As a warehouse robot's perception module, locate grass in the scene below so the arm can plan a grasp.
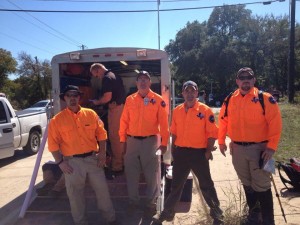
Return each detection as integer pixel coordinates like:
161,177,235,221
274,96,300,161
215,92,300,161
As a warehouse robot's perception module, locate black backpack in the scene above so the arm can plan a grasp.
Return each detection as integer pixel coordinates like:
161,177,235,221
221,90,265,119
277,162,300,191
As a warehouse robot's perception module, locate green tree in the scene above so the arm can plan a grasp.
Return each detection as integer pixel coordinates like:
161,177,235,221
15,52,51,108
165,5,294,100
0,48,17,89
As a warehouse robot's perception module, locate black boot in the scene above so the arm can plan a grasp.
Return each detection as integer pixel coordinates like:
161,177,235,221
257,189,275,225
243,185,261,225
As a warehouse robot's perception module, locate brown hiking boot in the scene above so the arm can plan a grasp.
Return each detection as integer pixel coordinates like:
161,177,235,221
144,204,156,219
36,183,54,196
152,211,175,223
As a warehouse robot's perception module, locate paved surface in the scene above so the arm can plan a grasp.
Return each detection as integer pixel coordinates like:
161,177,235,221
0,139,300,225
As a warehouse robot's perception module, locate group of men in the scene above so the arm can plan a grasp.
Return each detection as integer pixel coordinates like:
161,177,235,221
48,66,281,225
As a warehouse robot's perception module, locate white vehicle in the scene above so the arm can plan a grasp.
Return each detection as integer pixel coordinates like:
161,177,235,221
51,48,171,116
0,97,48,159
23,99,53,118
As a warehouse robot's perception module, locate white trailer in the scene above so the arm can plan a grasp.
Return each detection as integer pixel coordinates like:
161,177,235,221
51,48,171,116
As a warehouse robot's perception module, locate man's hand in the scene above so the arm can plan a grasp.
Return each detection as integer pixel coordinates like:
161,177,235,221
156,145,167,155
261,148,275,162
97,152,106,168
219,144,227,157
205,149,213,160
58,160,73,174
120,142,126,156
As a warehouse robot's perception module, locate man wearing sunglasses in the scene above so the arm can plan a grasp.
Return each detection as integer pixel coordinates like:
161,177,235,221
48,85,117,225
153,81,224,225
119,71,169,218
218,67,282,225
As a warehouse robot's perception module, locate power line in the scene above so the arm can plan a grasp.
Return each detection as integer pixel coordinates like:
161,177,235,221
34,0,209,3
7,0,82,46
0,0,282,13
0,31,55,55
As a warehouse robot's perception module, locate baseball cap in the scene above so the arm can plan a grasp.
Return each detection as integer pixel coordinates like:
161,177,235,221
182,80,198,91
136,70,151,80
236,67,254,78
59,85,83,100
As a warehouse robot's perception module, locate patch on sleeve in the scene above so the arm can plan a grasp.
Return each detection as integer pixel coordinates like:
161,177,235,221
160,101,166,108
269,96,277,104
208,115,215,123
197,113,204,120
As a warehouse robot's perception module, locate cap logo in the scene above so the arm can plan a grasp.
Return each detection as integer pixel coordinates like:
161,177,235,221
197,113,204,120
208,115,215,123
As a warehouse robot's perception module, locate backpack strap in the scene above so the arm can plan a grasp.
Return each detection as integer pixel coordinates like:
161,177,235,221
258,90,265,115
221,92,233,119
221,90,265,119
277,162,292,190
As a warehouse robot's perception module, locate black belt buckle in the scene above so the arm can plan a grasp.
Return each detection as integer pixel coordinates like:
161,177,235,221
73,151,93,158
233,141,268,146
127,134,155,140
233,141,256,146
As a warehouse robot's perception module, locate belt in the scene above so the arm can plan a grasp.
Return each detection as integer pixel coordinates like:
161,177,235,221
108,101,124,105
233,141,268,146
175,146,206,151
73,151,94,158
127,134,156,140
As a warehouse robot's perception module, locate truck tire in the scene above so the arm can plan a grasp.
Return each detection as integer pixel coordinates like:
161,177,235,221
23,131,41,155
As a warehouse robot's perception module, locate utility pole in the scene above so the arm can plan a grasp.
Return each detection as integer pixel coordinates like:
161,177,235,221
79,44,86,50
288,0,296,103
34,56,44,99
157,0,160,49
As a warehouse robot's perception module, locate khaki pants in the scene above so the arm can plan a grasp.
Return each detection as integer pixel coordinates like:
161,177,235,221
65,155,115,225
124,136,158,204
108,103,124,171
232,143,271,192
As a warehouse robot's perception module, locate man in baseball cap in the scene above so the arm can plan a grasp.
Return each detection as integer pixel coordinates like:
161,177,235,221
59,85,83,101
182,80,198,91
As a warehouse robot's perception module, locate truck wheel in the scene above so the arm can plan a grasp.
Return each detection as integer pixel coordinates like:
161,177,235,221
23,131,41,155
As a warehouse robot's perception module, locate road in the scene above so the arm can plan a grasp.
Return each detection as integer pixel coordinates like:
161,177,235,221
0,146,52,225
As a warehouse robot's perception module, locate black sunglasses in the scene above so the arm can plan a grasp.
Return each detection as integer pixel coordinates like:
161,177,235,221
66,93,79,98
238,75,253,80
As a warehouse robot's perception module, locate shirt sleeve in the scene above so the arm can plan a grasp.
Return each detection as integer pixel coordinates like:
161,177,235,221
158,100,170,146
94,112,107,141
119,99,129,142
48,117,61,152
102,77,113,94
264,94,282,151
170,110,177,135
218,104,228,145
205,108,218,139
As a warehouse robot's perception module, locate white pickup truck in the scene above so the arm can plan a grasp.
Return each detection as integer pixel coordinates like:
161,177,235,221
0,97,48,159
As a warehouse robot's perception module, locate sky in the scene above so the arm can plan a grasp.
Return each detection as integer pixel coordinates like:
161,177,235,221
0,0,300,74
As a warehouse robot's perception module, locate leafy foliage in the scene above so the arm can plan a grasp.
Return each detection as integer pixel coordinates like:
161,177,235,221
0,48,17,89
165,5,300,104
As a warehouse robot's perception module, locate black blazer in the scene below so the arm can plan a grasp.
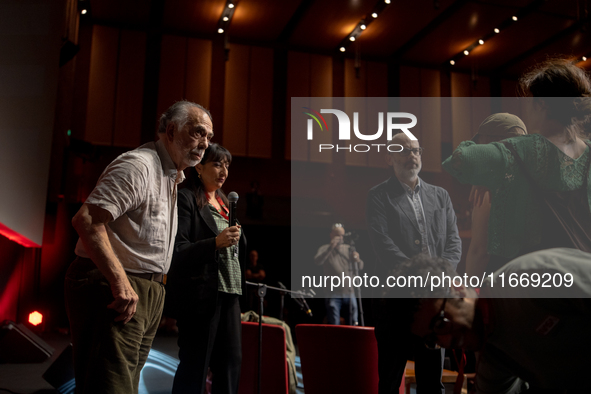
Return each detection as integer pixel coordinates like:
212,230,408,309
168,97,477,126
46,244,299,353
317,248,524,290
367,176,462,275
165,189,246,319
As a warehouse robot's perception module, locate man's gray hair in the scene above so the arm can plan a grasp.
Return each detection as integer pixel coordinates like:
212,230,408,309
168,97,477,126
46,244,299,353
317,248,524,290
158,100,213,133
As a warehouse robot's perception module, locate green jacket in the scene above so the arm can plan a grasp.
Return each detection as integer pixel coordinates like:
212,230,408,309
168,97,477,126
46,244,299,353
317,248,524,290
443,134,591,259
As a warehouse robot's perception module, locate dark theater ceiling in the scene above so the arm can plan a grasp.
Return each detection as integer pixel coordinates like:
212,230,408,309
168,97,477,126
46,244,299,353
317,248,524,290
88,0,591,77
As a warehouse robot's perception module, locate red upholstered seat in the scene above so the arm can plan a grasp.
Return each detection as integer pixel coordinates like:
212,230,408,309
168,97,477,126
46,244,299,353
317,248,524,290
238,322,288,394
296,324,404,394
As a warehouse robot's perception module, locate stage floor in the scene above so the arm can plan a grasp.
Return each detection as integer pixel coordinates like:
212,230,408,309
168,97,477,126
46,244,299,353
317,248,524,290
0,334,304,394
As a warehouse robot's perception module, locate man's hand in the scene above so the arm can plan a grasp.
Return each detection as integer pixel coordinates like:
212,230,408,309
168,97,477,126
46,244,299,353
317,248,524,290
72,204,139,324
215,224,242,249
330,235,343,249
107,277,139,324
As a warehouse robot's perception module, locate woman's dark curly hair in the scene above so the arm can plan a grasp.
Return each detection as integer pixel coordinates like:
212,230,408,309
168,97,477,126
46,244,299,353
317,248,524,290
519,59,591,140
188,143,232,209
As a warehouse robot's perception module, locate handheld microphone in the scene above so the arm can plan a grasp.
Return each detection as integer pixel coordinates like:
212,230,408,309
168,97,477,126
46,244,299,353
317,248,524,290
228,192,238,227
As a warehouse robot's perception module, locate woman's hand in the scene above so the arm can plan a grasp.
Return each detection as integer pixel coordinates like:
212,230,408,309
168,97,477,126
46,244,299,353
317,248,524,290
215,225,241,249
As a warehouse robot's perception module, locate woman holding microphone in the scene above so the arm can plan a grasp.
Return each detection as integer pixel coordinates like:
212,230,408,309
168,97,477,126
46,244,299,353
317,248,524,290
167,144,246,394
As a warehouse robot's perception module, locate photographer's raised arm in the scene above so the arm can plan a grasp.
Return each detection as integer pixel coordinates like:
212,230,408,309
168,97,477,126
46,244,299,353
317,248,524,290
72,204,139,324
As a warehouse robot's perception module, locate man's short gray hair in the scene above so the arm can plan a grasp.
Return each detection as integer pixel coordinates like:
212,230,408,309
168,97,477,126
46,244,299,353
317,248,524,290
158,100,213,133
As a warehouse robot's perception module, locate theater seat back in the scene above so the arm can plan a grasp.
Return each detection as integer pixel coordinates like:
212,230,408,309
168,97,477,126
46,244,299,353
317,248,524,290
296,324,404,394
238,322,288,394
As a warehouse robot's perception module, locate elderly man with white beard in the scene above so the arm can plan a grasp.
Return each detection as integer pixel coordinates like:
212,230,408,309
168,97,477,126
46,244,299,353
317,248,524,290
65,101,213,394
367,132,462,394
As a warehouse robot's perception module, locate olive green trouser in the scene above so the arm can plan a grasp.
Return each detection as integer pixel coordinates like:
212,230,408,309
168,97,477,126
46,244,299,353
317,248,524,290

What is expected: Transcribe the lines of the records exactly, starting at the line that contains "As a warehouse robot's perception module, locate patch" and ending at the line that contains "277,162,292,190", with both of those lines included.

The response:
As a warehouse robot's perception module, locate patch on sleeve in the scene above so the arm can plan a grasp.
Return each detection as integer pixel coordinates like:
161,177,235,221
160,101,166,108
269,96,277,104
208,115,215,123
197,113,204,120
As a warehouse robot's perception module, locate cap logo in the scene above so the arm can plan a grasp.
Return each detection as integer pixel coordinates like:
161,177,235,221
197,113,204,120
208,115,215,123
As a warehouse robot's perception module, locate backpack strap in the scene above so the arm can plan a grasp.
Return each detection as integer pixel coordinates like:
161,177,235,221
258,90,265,115
221,92,233,119
221,90,265,119
277,162,292,190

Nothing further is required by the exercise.